▶ _EXERCISE TASK_:
Copy out the listing below line for line, changing nothing.

--*--

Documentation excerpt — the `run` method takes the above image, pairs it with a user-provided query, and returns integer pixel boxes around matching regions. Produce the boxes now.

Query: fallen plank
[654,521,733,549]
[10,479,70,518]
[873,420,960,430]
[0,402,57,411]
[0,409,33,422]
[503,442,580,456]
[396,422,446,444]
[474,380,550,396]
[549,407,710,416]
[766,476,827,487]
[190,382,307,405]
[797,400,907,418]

--*--

▶ _TASK OUTPUT_:
Documentation excerpt — the `run` method takes the above image, pairs it with a user-provided query, and returns integer pixel boxes around matching regions. Produce the boxes now.

Query: fallen plank
[654,521,733,549]
[10,479,70,518]
[873,420,960,430]
[0,402,57,411]
[0,409,33,422]
[503,442,580,456]
[396,422,446,444]
[474,380,550,396]
[549,407,710,416]
[766,476,827,487]
[190,382,307,405]
[797,400,907,418]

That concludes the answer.